◆ LO QUE HARÁS:
1) Copia del texto sobre salud y economía el trozo que empieza con "La salud y la" y sigue hasta "el bienestar global.", sin cambiar nada.
2) Responde estas preguntas con lo que dice el texto sobre salud y economía:
(a) ¿Qué dos cosas tienen todos los animales?
(b) ¿A qué plazo mata el descuido de la economía?
(c) ¿De qué mueren cada día niños en los países pobres?
3) Nombra todos los plazos que menciona el texto sobre salud y economía al comparar el descuido de la salud con el de la economía.

── TEXTO DE LECTURA

Se ha instalado en la sociedad el debate sobre si hay que cuidar más la salud o la economía. Un dilema falaz en términos absolutos de elección entre ambas, pero también engañoso si se afirma lo contrario, es decir, que no hay disyuntiva en términos relativos.

La salud y la economía son intrínsecas al ser humano. Todos los animales tienen instinto de supervivencia (salud) y un modo de gestionar los recursos escasos (economía). La complejidad racional y la creación de sociedades sofisticadas han provocado que esas dos preocupaciones se compliquen en la especie humana: vivir cada vez más y mejor, y que la economía incremente los recursos totales disponibles para aumentar el bienestar global.

Es falaz plantear elecciones entre bienes irrenunciables. El descuido de la salud mata a corto plazo y el de la economía lo hace a medio y largo. La diferencia es que la salud es urgente, sobre todo cuando puede provocar miles de muertos en pocos días. Pero el abandono absoluto de la economía también produce muertos, aunque estos no se puedan contar fácilmente: desde los suicidios por la angustia insuperable ante problemas económicos en los países ricos hasta las muertes cotidianas de niños por inanición en los países pobres, cada día muere mucha gente por causas económicas.

────
── CONJUNTO DE DATOS

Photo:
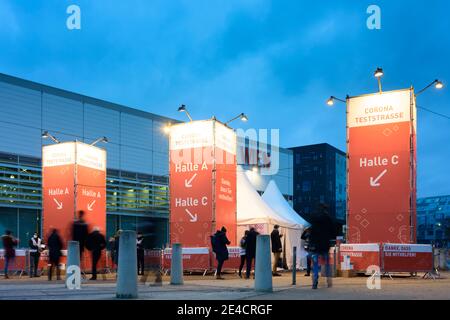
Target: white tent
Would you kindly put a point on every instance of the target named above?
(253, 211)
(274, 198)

────
── CONJUNTO DE DATOS

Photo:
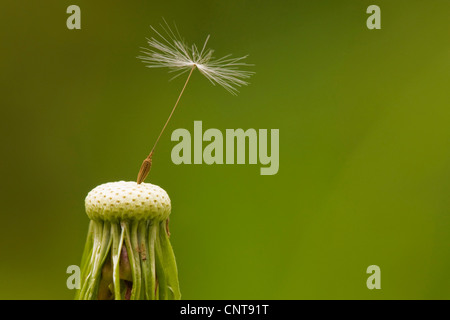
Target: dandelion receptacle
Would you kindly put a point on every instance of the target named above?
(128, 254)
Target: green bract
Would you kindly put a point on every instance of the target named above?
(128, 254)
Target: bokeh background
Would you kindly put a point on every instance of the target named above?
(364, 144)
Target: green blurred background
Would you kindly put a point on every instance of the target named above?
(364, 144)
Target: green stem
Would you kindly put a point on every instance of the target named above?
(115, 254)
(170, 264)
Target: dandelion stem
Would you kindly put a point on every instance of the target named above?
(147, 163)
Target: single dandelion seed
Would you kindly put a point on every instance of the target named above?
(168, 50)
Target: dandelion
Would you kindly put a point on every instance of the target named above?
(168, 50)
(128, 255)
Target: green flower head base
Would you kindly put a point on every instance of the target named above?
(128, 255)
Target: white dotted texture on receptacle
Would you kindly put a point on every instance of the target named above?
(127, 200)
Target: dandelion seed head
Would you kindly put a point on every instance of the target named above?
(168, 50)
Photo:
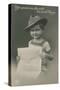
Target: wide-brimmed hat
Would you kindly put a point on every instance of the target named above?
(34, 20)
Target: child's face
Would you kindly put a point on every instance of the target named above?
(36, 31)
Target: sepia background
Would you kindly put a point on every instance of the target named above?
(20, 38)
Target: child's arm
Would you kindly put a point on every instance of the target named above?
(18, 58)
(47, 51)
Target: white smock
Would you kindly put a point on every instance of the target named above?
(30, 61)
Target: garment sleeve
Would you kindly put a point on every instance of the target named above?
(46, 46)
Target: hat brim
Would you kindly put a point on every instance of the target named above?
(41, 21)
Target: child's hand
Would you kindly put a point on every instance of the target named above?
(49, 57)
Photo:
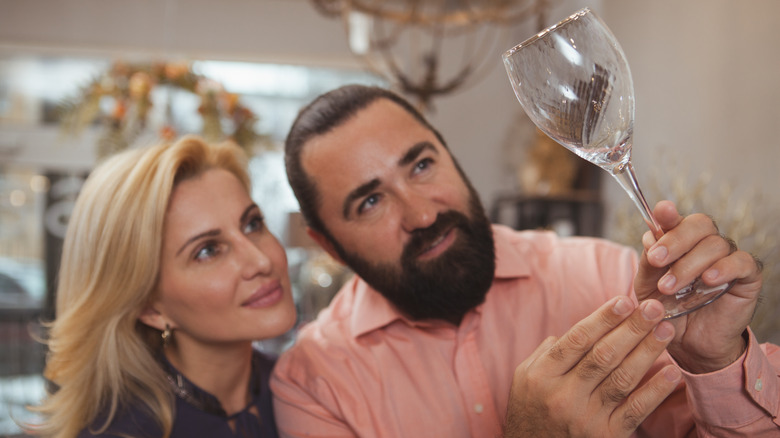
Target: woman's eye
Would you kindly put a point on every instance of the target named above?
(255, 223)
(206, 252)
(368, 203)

────
── CONJUNTO DE DATOS

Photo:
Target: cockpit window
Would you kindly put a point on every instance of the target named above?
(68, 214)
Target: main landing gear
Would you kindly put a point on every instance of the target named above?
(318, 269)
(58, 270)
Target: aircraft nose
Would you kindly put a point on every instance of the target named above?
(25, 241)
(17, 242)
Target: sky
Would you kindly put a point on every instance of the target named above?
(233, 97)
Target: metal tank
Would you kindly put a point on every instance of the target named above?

────

◆ RESPUESTAS:
1)
La salud y la economía son intrínsecas al ser humano. Todos los animales tienen instinto de supervivencia (salud) y un modo de gestionar los recursos escasos (economía). La complejidad racional y la creación de sociedades sofisticadas han provocado que esas dos preocupaciones se compliquen en la especie humana: vivir cada vez más y mejor, y que la economía incremente los recursos totales disponibles para aumentar el bienestar global.

2)
(a) Instinto de supervivencia y un modo de gestionar los recursos escasos.
(b) A medio y largo plazo.
(c) De inanición.

3) Corto plazo, medio plazo y largo plazo.